* **Document segment**
^^^^

Once the similarity feature vectors are calculated, we train four different classifiers that are commonly used for the given task: (i) Random Forest, (ii) Naive Bayes, (iii) Support Vector Machines (SVM) and (iv) Logistic Regression.

As the training dataset contains only a few matching pairs, and a lot of non-matching pairs, the dataset is highly imbalanced. To address the problem of classifying imbalanced datasets we use two sampling approaches [4]: (i) Random Under Sampling (RUS): removes samples from the majority class until the number of the samples of the minority class equals the number of samples of the majority class; (ii) Random Over Sampling (ROS): randomly samples instances from the minority class until the number of the samples of the minority class equals the number of samples of the majority class.

4 Evaluation

In this section, we evaluate the extent to which we can use the dataset of structured product ads for the task of matching unstructured product descriptions.

4.1 Datasets

For the evaluation we use Yahoo’s Gemini Product Ads (GPA) for supervision, and we use a subset of the WebDataCommons (WDC) extractionFootnote 4.

Table 2. Datasets used in the evaluation

Prouduct Ads - GPA Dataset: For our experiments, we are using a sample of three product categories from the Yahoo’s Gemini Product Ads database. More precisely, we use a sample of 3,476 TVs, 3,372 mobile phones and 3,330 laptops. There are 35 different attributes in the TVs and mobile phones categories, and 27 attributes in the laptops category. We use this dataset to build the dictionary-based and the CRF feature extraction models.

^^^^

* **Record extracts**
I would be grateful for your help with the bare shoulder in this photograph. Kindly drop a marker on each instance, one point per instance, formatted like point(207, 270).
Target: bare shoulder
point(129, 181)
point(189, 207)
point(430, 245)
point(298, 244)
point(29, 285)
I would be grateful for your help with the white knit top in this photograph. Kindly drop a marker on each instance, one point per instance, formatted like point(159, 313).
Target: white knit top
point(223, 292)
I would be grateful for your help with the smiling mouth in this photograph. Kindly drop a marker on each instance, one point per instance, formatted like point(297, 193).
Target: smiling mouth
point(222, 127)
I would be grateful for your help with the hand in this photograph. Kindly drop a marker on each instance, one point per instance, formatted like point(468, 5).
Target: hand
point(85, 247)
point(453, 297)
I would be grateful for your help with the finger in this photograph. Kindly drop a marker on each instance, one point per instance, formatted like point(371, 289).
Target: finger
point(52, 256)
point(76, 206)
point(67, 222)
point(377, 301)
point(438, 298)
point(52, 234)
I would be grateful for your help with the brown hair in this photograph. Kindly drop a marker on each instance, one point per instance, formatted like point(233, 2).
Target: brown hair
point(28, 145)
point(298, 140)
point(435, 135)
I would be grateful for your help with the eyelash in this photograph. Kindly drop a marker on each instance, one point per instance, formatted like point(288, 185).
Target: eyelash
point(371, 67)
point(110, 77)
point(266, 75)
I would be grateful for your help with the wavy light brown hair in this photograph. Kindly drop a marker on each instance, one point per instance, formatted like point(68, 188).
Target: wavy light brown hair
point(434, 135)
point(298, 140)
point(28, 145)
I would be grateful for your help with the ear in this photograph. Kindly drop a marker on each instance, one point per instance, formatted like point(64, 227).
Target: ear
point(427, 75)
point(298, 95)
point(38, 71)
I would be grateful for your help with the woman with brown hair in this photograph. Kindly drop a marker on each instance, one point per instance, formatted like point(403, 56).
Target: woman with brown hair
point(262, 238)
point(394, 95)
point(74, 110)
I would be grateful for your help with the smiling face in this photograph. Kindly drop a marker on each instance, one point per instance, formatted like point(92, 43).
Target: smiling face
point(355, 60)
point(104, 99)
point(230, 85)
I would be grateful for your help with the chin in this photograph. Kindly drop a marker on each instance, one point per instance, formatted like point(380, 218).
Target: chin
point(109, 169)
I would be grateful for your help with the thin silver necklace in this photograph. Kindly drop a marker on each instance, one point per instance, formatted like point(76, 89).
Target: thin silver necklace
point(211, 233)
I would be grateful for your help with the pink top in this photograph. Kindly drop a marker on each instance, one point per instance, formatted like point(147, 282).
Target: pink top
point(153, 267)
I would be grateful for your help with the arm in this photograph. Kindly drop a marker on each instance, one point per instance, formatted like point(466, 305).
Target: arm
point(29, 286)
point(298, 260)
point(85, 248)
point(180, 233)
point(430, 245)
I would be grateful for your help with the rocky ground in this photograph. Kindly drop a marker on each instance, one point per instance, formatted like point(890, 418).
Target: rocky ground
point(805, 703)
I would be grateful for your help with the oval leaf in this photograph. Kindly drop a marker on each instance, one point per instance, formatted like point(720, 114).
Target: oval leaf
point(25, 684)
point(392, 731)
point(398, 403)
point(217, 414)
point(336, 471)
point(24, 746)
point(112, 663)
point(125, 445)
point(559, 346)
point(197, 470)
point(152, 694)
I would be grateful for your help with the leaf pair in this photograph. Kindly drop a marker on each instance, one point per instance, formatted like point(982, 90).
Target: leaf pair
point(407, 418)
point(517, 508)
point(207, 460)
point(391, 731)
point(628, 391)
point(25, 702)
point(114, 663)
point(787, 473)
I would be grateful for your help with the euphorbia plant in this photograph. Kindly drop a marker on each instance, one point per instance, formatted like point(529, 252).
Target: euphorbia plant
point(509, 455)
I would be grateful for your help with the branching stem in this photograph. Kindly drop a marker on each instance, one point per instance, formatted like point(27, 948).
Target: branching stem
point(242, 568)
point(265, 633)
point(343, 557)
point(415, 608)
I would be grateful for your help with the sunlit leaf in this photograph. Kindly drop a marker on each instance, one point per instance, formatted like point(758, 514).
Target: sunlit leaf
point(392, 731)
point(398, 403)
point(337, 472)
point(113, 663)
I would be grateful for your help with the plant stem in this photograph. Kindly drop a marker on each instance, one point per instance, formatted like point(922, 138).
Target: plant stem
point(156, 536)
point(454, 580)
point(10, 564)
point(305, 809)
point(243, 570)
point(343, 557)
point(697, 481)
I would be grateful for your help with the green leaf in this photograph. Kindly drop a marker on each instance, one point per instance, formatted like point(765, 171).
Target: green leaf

^^^^

Revise the product matching text between "4.1 Datasets" and "feature extraction models.", inclusive, and write that stretch out again with "laptops" changed to "notebooks". The records that come after the text are separate material and have nothing to do with it.

* **Expected output**
4.1 Datasets

For the evaluation we use Yahoo’s Gemini Product Ads (GPA) for supervision, and we use a subset of the WebDataCommons (WDC) extractionFootnote 4.

Table 2. Datasets used in the evaluation

Prouduct Ads - GPA Dataset: For our experiments, we are using a sample of three product categories from the Yahoo’s Gemini Product Ads database. More precisely, we use a sample of 3,476 TVs, 3,372 mobile phones and 3,330 notebooks. There are 35 different attributes in the TVs and mobile phones categories, and 27 attributes in the notebooks category. We use this dataset to build the dictionary-based and the CRF feature extraction models.